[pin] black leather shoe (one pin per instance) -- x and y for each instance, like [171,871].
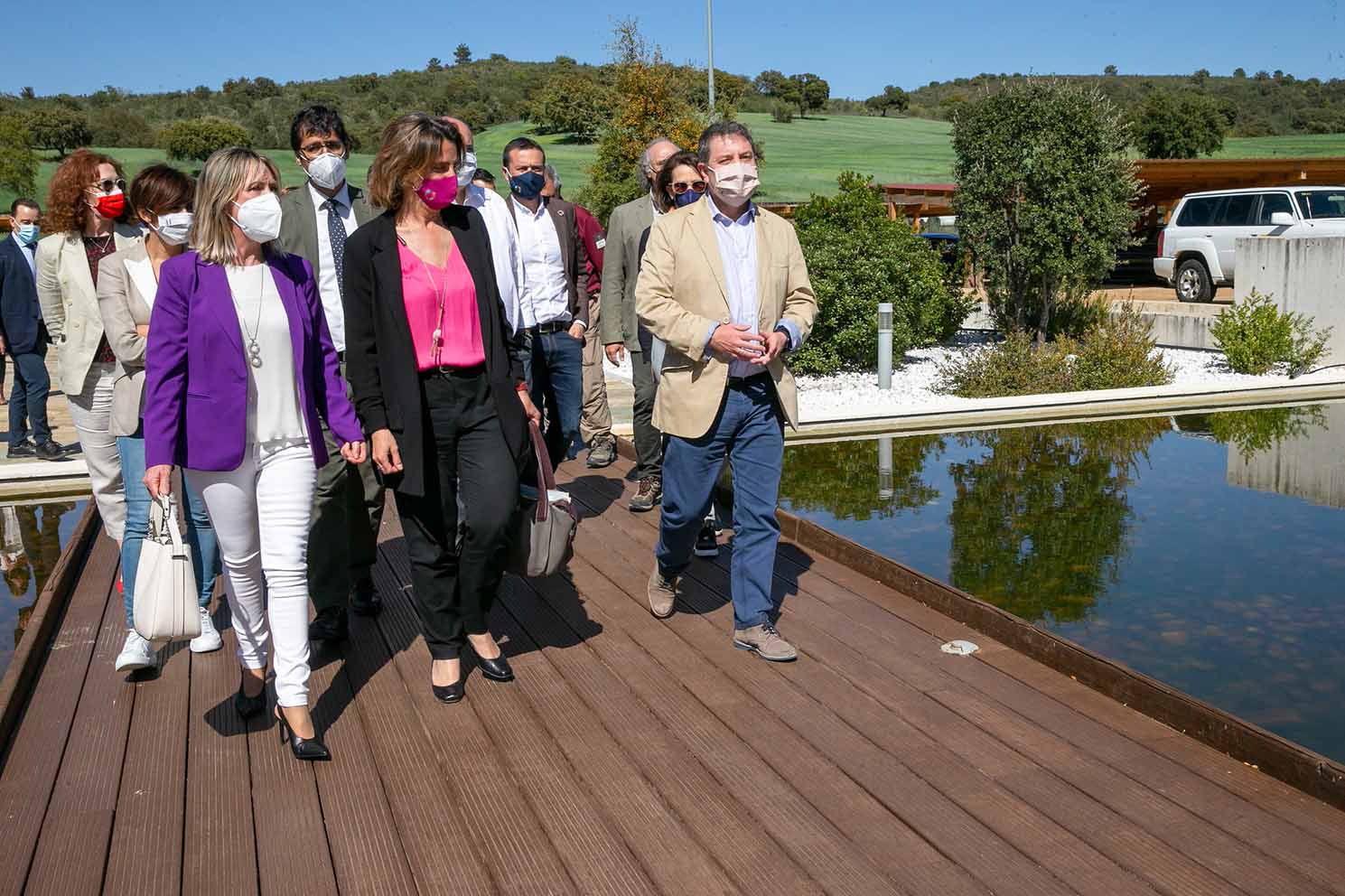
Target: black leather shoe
[249,706]
[308,750]
[366,601]
[495,669]
[330,624]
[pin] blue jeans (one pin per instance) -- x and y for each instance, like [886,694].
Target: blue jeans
[748,432]
[201,533]
[555,374]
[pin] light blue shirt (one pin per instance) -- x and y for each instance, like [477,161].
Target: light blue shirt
[739,255]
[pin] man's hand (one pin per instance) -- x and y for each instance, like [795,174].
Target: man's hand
[775,343]
[534,415]
[159,481]
[388,458]
[737,342]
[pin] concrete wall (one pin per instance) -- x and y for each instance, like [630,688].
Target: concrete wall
[1305,275]
[1311,466]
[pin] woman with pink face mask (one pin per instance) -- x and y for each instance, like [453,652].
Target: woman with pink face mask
[434,365]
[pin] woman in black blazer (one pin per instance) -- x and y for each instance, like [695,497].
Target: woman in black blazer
[437,385]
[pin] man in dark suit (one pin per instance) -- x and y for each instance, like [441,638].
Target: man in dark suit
[349,502]
[555,299]
[23,337]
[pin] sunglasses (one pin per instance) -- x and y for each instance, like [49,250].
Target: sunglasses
[107,184]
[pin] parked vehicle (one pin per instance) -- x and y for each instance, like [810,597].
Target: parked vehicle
[1196,250]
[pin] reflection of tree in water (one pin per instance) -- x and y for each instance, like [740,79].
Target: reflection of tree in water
[841,478]
[1251,432]
[1039,525]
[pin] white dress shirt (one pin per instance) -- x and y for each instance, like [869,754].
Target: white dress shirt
[327,285]
[509,263]
[545,294]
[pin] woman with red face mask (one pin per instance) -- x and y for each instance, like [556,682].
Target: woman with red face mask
[88,221]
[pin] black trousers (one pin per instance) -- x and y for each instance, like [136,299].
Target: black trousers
[465,451]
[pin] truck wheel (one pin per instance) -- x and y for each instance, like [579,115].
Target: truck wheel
[1193,283]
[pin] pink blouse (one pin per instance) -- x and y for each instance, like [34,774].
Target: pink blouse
[423,285]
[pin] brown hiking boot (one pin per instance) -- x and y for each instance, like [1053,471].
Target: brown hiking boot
[765,642]
[662,593]
[649,494]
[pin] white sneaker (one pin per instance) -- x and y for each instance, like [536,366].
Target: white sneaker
[136,653]
[209,637]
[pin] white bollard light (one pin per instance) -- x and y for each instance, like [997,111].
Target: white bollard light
[884,345]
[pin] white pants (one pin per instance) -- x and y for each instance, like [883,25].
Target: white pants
[260,513]
[90,412]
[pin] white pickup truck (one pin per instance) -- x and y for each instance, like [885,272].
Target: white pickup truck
[1196,249]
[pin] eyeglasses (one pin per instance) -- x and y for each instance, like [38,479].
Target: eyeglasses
[107,184]
[334,147]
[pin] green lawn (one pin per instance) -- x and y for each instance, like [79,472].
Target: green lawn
[802,158]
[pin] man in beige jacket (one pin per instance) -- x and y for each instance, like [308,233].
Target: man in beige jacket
[725,285]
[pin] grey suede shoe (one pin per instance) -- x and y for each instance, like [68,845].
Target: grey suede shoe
[765,642]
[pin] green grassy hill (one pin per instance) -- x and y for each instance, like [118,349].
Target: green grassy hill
[802,158]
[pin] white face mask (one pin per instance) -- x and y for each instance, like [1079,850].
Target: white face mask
[467,167]
[327,171]
[258,219]
[736,182]
[173,228]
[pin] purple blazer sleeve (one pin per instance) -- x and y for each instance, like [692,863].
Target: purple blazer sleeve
[165,369]
[330,395]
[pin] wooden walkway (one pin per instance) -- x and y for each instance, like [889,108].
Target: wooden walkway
[637,756]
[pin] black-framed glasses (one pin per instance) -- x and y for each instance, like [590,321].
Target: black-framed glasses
[681,186]
[107,184]
[334,147]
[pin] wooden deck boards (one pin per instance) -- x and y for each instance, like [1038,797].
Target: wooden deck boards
[635,756]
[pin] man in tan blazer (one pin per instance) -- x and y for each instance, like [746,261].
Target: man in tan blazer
[725,285]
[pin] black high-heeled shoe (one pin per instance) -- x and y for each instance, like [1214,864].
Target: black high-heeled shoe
[245,705]
[305,748]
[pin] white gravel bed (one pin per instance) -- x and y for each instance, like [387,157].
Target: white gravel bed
[855,395]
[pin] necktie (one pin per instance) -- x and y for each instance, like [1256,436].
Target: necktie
[336,233]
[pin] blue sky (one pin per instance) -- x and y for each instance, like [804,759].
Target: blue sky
[154,44]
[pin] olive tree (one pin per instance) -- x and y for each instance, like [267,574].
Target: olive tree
[1045,195]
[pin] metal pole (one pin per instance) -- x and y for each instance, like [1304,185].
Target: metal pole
[709,33]
[884,345]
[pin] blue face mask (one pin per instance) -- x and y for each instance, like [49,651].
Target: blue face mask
[29,233]
[687,198]
[528,184]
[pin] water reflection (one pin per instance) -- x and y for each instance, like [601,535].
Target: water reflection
[31,538]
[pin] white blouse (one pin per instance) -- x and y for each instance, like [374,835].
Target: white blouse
[275,417]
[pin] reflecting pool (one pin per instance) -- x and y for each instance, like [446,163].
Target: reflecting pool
[1204,550]
[33,535]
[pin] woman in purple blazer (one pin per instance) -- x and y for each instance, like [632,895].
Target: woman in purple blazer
[238,374]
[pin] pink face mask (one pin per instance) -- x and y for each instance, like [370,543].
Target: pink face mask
[439,192]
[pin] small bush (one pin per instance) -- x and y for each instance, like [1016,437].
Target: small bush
[1116,354]
[1255,335]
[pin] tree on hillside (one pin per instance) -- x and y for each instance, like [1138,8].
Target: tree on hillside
[1044,197]
[574,104]
[1179,126]
[891,99]
[195,139]
[57,128]
[18,160]
[644,105]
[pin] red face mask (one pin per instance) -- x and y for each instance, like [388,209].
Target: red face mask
[110,208]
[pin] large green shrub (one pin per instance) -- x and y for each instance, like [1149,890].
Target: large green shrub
[1255,335]
[857,257]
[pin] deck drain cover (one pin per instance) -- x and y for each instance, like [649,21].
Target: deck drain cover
[959,648]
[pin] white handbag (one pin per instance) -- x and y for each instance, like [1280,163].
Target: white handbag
[165,599]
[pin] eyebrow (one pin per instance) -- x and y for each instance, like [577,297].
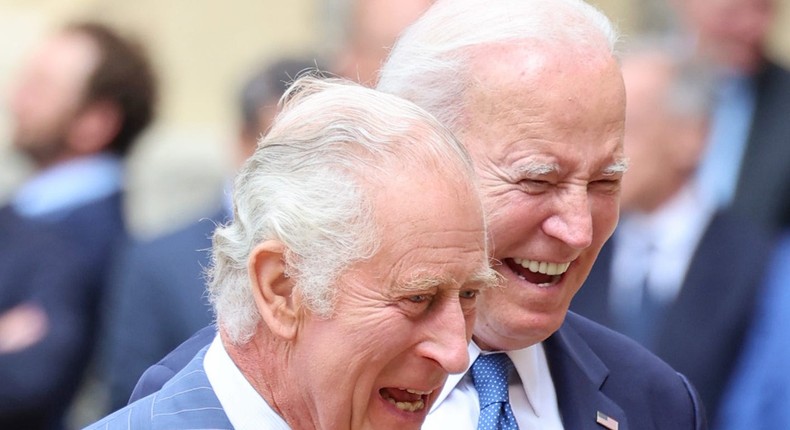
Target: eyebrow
[537,168]
[619,166]
[486,278]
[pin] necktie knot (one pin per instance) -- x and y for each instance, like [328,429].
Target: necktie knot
[490,374]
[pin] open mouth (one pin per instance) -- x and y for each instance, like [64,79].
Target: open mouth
[406,399]
[540,273]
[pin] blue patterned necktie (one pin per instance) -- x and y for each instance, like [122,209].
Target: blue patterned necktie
[489,374]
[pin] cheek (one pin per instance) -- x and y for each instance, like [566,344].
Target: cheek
[605,213]
[510,224]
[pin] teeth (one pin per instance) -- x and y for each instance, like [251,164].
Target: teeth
[543,267]
[408,406]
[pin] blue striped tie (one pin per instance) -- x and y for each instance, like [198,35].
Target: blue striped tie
[489,374]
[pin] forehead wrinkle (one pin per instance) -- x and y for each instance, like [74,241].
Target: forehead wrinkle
[486,277]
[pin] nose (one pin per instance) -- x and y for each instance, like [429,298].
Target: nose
[447,341]
[571,221]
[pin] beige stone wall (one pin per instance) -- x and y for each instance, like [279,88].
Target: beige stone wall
[203,49]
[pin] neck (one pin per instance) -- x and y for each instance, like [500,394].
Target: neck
[264,363]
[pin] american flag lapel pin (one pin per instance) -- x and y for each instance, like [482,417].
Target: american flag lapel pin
[606,421]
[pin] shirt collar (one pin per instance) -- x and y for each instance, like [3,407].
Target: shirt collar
[69,185]
[245,408]
[533,371]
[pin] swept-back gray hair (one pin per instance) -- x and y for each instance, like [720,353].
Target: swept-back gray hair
[430,63]
[308,186]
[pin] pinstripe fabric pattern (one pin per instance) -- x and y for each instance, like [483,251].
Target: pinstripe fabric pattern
[186,402]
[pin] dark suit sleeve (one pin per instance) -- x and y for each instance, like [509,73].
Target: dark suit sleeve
[697,409]
[38,378]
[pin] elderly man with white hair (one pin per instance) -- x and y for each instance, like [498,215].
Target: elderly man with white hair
[345,286]
[533,90]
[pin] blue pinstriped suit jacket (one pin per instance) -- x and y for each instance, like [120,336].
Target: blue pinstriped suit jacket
[185,402]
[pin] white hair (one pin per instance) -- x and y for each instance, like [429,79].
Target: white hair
[431,62]
[307,186]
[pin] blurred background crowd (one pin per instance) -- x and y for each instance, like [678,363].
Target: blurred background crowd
[121,125]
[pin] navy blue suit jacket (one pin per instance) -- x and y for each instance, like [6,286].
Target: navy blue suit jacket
[158,301]
[763,190]
[593,368]
[704,328]
[186,402]
[72,251]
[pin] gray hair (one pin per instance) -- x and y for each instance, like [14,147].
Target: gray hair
[308,185]
[430,63]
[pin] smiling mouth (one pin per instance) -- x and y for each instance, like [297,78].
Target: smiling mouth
[406,399]
[540,273]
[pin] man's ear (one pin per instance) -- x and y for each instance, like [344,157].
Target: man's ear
[95,126]
[272,290]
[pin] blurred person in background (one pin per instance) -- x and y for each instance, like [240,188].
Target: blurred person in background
[746,165]
[345,285]
[758,396]
[373,29]
[679,275]
[80,105]
[158,289]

________________

Aim of the exercise:
With the line holding "[pin] pink blouse" as the first and the line holding "[pin] eyeglasses (one" as the last, please transcribe exactly the lines of the material above in that range and nothing else.

Result of the task:
[pin] pink blouse (one pin per instance) -- x and y for each instance, like [34,774].
Target: pink blouse
[423,285]
[pin] brown hiking boot (one pin per instance) -- x and y for each instance, like [1053,471].
Target: brown hiking boot
[765,642]
[662,593]
[649,494]
[pin] white sneaker (one pin per instance) -- x and y for each instance, like [536,366].
Target: white sneaker
[136,653]
[209,637]
[pin] white bollard light (one pin per instance) -- x and y for each instance, like [997,111].
Target: white bollard light
[884,345]
[pin] white pants (one pin per instance) -- x and y for each instance, like [883,25].
Target: white pants
[260,513]
[90,412]
[pin] white pickup truck (one pin per instance) -- x and y for each instance, like [885,272].
Target: white pickup truck
[1196,249]
[pin] eyeglasses (one pin per instance) -- x and y for each instance, like [38,479].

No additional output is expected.